• [Task statement]: Gather every line in the records below that contains the word "deer".

Dataset rows
----

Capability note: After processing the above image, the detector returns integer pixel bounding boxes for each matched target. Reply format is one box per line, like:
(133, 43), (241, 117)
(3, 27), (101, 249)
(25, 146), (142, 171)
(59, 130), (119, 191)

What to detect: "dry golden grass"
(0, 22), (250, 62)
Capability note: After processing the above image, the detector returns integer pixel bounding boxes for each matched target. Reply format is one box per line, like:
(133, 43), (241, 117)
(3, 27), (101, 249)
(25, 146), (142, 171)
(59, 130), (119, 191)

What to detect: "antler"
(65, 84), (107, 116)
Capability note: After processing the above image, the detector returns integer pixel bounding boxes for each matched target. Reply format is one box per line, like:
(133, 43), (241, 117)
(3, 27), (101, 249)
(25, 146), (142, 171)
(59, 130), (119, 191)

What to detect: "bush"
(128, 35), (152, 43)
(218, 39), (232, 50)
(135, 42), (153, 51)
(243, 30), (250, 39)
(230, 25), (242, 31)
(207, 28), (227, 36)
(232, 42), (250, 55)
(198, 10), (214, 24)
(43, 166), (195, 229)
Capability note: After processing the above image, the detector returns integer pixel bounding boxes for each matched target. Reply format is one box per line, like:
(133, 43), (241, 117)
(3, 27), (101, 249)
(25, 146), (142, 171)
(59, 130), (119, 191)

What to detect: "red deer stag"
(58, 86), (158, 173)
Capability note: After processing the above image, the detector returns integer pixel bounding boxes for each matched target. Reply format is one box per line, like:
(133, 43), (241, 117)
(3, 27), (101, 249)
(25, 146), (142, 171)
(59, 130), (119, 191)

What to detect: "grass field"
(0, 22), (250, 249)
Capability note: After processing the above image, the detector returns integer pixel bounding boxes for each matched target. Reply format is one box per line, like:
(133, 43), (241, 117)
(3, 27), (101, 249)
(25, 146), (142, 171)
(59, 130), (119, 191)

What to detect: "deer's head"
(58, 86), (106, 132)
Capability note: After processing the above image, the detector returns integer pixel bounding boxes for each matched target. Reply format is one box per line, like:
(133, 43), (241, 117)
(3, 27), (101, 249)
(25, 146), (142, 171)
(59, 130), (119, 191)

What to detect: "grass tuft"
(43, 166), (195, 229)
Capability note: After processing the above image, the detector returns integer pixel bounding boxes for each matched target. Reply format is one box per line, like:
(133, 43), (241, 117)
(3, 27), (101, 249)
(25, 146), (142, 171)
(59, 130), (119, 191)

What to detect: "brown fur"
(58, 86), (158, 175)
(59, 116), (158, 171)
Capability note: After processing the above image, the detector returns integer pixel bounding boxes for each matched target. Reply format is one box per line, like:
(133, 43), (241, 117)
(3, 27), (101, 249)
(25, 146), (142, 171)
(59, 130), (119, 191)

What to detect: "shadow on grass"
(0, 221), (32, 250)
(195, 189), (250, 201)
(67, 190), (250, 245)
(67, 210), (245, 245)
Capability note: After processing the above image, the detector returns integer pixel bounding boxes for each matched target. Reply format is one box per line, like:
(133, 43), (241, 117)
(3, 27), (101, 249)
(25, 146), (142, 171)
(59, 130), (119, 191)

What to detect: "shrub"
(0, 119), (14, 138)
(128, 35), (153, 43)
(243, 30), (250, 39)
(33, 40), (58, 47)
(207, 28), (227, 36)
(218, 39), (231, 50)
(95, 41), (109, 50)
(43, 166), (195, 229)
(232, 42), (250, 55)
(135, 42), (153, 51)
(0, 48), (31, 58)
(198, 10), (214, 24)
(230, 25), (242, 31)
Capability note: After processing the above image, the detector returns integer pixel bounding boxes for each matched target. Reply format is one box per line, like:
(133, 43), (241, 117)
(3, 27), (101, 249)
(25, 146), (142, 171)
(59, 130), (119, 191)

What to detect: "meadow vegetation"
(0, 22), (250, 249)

----

• [Finished task]:
What to detect: "red deer stag"
What to detect: "deer's head"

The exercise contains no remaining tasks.